[Data items]

----------------------------------------

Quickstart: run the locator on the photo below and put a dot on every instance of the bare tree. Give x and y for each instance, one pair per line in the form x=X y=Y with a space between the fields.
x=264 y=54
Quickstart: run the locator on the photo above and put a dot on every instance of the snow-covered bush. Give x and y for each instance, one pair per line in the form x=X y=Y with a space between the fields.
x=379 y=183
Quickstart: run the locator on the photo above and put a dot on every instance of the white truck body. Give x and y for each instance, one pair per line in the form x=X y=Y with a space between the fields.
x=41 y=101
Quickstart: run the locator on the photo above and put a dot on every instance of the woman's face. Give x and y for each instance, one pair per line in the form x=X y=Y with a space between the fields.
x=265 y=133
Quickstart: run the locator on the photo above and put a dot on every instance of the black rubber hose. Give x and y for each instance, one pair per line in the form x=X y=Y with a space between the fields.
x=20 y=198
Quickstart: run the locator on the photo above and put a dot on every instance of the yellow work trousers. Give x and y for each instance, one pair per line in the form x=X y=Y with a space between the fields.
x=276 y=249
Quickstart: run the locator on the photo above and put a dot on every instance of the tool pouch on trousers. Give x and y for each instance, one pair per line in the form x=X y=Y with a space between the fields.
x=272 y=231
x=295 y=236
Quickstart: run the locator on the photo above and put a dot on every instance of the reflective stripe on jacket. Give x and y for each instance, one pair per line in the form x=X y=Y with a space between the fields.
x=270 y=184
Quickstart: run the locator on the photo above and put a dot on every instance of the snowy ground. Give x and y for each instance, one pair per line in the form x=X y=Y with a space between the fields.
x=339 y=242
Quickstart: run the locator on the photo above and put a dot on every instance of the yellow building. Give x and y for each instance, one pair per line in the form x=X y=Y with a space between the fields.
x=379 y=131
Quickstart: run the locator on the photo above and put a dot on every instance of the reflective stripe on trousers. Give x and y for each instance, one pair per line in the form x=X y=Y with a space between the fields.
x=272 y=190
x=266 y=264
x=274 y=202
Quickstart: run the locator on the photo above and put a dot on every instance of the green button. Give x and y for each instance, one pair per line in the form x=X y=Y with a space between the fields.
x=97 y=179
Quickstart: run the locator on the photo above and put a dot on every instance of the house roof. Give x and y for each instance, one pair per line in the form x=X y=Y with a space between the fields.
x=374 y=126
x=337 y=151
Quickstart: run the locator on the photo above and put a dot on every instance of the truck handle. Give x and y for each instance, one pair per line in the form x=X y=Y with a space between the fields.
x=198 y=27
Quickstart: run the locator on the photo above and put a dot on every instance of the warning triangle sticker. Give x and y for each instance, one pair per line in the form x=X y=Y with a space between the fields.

----------------------------------------

I would like you to output every record exactly as written.

* **EXERCISE RESULT**
Quickstart: run the locator on the photo below and put a dot on every instance of the bare tree. Give x and y for each instance, one pair per line in the form x=X y=Y with a space between the fields.
x=264 y=54
Quickstart: run the locator on the photo above and put a dot on every instance of the snow-covered bush. Give x and y for each instance, one pair per line in the form x=X y=Y with a space between the fields.
x=379 y=183
Quickstart: run the locator on the photo above and put a dot on every instance of the white truck body. Give x and y for each instance, one pair per line in the form x=X y=Y with a space between the fields.
x=41 y=101
Quickstart: run the locator on the photo above and put a dot on every instance of the woman's face. Give x and y for each instance, one pair per line in the form x=X y=Y with a space between the fields.
x=265 y=133
Quickstart: run the locator on the photo above and put a dot on every instance of the black rubber hose. Give x and y for each instance, one pair per line in the form x=X y=Y with a space between the fields.
x=20 y=198
Quickstart: run the locator on the photo above and put a dot on every instance of the yellow work trousers. Give x and y for each instance, one pair per line in the form x=X y=Y with a space between the fields.
x=276 y=249
Quickstart: run the locator on the photo above and put a dot on every instance of the tool pouch on trousers. Give x and y for each instance, one pair per line in the form x=X y=Y with a space between the fields.
x=272 y=231
x=295 y=236
Quickstart: run the locator on the photo above and put a dot on every instance of the reflective stripe on jacket. Give x and y for each instance, one pair per line in the form x=X y=Y with a space between the fields.
x=270 y=184
Quickstart: run the locator on the photo above and put a dot on every instance of the snowy ground. Give x and y for each instance, one pair per line in the form x=X y=Y with a space between the fields.
x=339 y=242
Quickstart: run the locator on the photo above and put a dot on every instance of the yellow building. Give x and y for each instance, one pair per line in the form x=X y=Y with a space between the fields.
x=379 y=131
Quickstart: run the locator on the photo above and put a dot on every instance of the reflective stripe on trousers. Give x and y for each instance, one pair per line in the form x=X y=Y with a space between the fields.
x=272 y=190
x=266 y=264
x=274 y=202
Quickstart: run the locator on the photo above and put a dot on every instance of the green button. Give x and y for each instance, one pair per line in the form x=X y=Y with a space between the fields.
x=97 y=179
Quickstart: run the locator on the photo above and put a dot on every instance of the house roof. Give x and y for each instance, one pair per line in the form x=X y=Y with a space between the fields.
x=374 y=126
x=337 y=151
Quickstart: run the locator on the photo above and put a dot on every instance of the truck handle. Give x and y for each instance, one pair per line in the form x=X y=Y with a space between the fields.
x=198 y=27
Quickstart: run the locator on the photo above and put a dot on every instance of the warning triangle sticker. Give x and y for each instance, one pair per line in the form x=X y=Y with a space between the fields.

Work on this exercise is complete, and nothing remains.